» **To do**
(1) Based on the passage about John Holt and homeschooling, is each of these statements true? Answer yes or no and quote the words that decide it. (a) John Holt taught fifth grade in public schools. (b) How Children Learn came out in 1967. (c) Holt remained a firm supporter of free schools into the seventies.
(2) Can you rename "Target" to "Object" in the entries, starting with the line that contains "of the salmon" and going on through the end of the entries? Keep everything else unchanged and return only those lines.

Copyright 1999 Patrick Farenga. Reprinted with permission.

Published in PATHS OF LEARNING: Options for Families and Communities http://www.great-ideas.org

Published in May, October, and January Catalog Number 4004 $19.95 per year (three issues)

For subscription information for Paths of Learning visit their web site (address above) or contact: The Foundation for Educational Renewal, Box 328, Brandon, VT 05733-0328, 1-800-639-4122.

Far from being a new idea, homeschooling has grown and developed over the centuries, and came into focus in the late 20th century as the forces of standardization and cultural homogenization took over schools and people sought alternatives to them. Homeschooling didn't emerge from the vision or work of any one person, and it is not the province of any one political party. By focusing on the work of author and teacher John Holt though, one can trace not only a personal journey from school reformer to unschooler, but also an intellectual and educational legacy that led to homeschooling that is little reported by conservative and liberal media alike.

The sixties and seventies were times of great ferment for new ideas about education. Some education and social critics, like John Holt, became popular writers by questioning methods of schooling. The battles over look-say reading methods versus phonics, training teachers to be gentle facilitators or drill instructors, whether to encourage hands-on learning or test-taking skills, were well-worn battles to these writers even in the sixties. Many school reformers, such as Herbert Kohl, noted that it is a wide variety of methods, materials, schedules, and techniques that help children learn, and that the teacher should have the freedom to use any combination of things and ideas to help students. Further, some writers, such as A. S. Neill and Holt, suggested that the student should have complete freedom to choose how, when, and from whom they wanted to learn. In the early sixties, Paul Goodman, in Compulsory Miseducation and Growing Up Absurd, argued that compelling children to attend school is not the best use of their youth, and that education is more a community function than an institutional one. This idea was developed and amplified over the years by many authors, but most forcefully by John Holt.

John Holt was a fifth grade teacher who worked in private schools. In 1964, his book How Children Fail created an uproar with his observations that forcing children to learn makes them unnaturally self-conscious about learning and stifles children's initiative and creativity by making them focus on how to please the teachers and the schools with the answers they will reward best, a situation that creates a fake type of learning. To paraphrase Holt, the only difference between a good student and a bad student is that the good student is careful not to forget what he studied until after the test is taken. His subsequent book, How Children Learn (1967), also became widely known. The two are still in print and together they have sold over a million and a half copies and have been translated into over 14 languages.

Holt went on to become a visiting lecturer at Harvard and Berkeley, but his tenure at both places was short-lived. Holt did not feel the school establishment was serious about change in the ways he wanted to go, such as changing the relationship of the child to the teacher and the school to the community. During this time Holt wrote two books about why he thought schools weren't working and how they could be made better: The Underachieving School (1969) and What Do I Do Monday? (1970). Holt was intrigued by the free school movement of the late sixties and supported it as a way to help children who weren't thriving in conventional schools. However, by the early seventies Holt developed reservations about free schools and proposed other ways to reunite living and learning.

» **Input for this task**
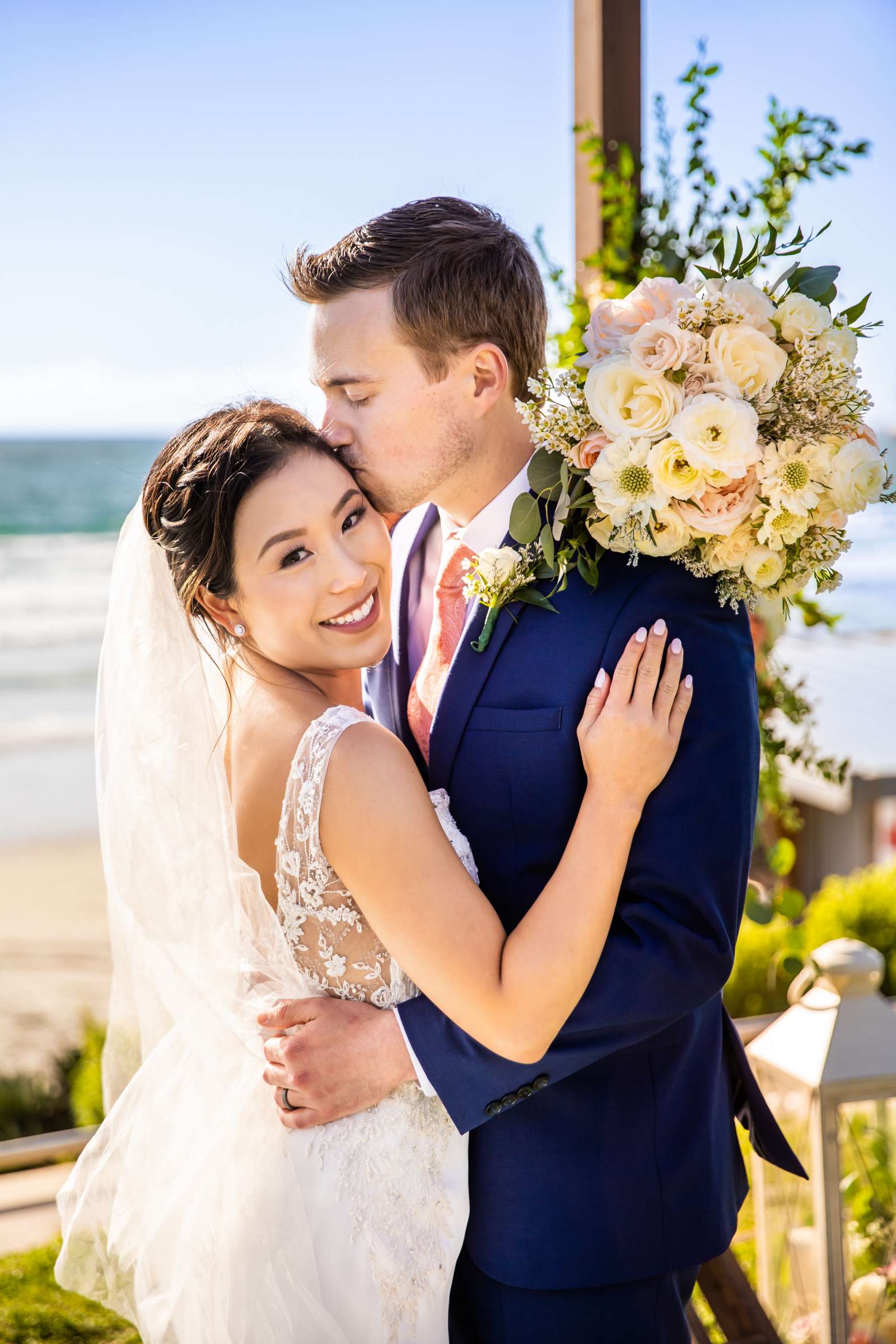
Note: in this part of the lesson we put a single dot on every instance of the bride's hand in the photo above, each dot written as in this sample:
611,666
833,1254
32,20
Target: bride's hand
632,722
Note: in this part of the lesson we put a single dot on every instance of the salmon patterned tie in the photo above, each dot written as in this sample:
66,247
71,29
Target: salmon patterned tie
449,616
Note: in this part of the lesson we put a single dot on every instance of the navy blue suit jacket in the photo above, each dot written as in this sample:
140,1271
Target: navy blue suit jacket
615,1158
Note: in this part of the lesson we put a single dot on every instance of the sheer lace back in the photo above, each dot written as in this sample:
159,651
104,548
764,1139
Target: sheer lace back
332,942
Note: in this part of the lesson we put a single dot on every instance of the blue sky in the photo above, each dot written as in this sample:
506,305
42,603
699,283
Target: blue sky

» **Solved tasks**
(1)
(a) No: "John Holt was a fifth grade teacher who worked in private schools."
(b) Yes: "His subsequent book, How Children Learn (1967), also became widely known."
(c) No: "However, by the early seventies Holt developed reservations about free schools"

(2)
Note: in this part of the lesson we put a single dot on every instance of the salmon patterned tie in the photo above, each dot written as in this sample:
66,247
71,29
Object: salmon patterned tie
449,616
Note: in this part of the lesson we put a single dot on every instance of the navy blue suit jacket in the photo above, each dot written as in this sample:
140,1271
Object: navy blue suit jacket
615,1158
Note: in this part of the lesson we put a single dot on every instance of the sheer lace back in the photo above, each dot written as in this sample:
159,651
104,548
764,1139
Object: sheer lace back
332,942
Note: in this part of the lesson we put a single dot on every instance of the blue sky in the photo above, each dot written as in this sample:
506,305
42,603
699,283
Object: blue sky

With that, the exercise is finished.